Geo: gitlab-ctl pg-upgrade failed to upgrade geo-postgresql and left main database on 14 while geo-posgresql in 13
Summary
A gitlab-ctl pg-upgrade
when executed on a secondary site will perform the upgrade in two steps:
- It will try to upgrade the main database (and also take patroni into consideration)
- If the upgrade succeeds it will proceed trying to upgrade geo-postgresql
In case step 1 fails, it will perform a rollback and everything will go back to the previous version (13)
When steps 2 fails, we get into an inconsistent state, see the logs in the log section.
When checking whether the main database was upgraded:
root@gabriel-geo:~# gitlab-psql
psql (13.12, server 14.9)
WARNING: psql major version 13, server major version 14.
Some psql features might not work.
We get the information it is running on 14.9
but using psql 13.12
binaries.
At this point, the symlinks points to 13.12
but the server is running with 14.9
.
If a gitlab-ctl reconfigure
is run, it will update the symlinks to point to 14.9 as thats whats the main database is running:
root@gabriel-geo:~# gitlab-psql
psql (14.9)
Type "help" for help.
Checking the geo-postgresql
data we get the following:
root@gabriel-geo:/var/opt/gitlab/geo-postgresql# cat VERSION
postgres (PostgreSQL) 14.9
root@gabriel-geo:/var/opt/gitlab/geo-postgresql# cat data/PG_VERSION
13
This puts the system in an inconsistent state.
In addition, it seems the pg-upgrade script only checks for the main database version:
When it should check as separate steps the main and the geo-postgresql
.
Because they both uses the same symlinked binaries, we have very little alternative on keeping both running when they are in different versions.
Perhaps we should always force the database binaries to use the realpath (not the symlinked one) while keeping the symlinked to the latest installed version as a convenience to the system administrator.

--- Data rows ---
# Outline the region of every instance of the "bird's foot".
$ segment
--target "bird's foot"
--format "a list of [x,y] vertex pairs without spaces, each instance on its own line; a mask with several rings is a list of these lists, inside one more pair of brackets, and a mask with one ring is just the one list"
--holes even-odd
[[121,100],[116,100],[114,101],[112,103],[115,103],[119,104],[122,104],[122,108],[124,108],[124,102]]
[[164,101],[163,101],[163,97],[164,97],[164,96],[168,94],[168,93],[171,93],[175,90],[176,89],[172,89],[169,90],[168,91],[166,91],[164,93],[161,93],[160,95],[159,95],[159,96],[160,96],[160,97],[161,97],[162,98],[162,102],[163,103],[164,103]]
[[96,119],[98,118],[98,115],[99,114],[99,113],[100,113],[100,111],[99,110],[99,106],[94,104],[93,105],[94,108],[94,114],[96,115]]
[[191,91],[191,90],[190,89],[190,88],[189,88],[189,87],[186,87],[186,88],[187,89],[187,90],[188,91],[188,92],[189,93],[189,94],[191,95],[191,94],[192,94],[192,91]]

--- Requirements ---
1. In the text about the Geo pg-upgrade issue, reproduce the passage between "Checking the geo-postgresql" and "the system administrator.", inclusive, word for word.
2. Answer these questions from the Geo pg-upgrade issue, one answer per line:
(a) What happens if step 1 of the upgrade on a secondary site fails?
(b) What version does psql report when gitlab-psql is run after gitlab-ctl reconfigure?
(c) What does data/PG_VERSION in the geo-postgresql directory contain?
3. List every distinct command that the Geo pg-upgrade issue names or shows being run, including those typed at a prompt.

--- Written responses ---
1.
Checking the geo-postgresql
data we get the following:
root@gabriel-geo:/var/opt/gitlab/geo-postgresql# cat VERSION
postgres (PostgreSQL) 14.9
root@gabriel-geo:/var/opt/gitlab/geo-postgresql# cat data/PG_VERSION
13
This puts the system in an inconsistent state.
In addition, it seems the pg-upgrade script only checks for the main database version:
When it should check as separate steps the main and the geo-postgresql
.
Because they both uses the same symlinked binaries, we have very little alternative on keeping both running when they are in different versions.
Perhaps we should always force the database binaries to use the realpath (not the symlinked one) while keeping the symlinked to the latest installed version as a convenience to the system administrator.

2.
(a) It performs a rollback, and everything goes back to the previous version (13).
(b) 14.9
(c) 13

3.
gitlab-ctl pg-upgrade
gitlab-psql
gitlab-ctl reconfigure
cat VERSION
cat data/PG_VERSION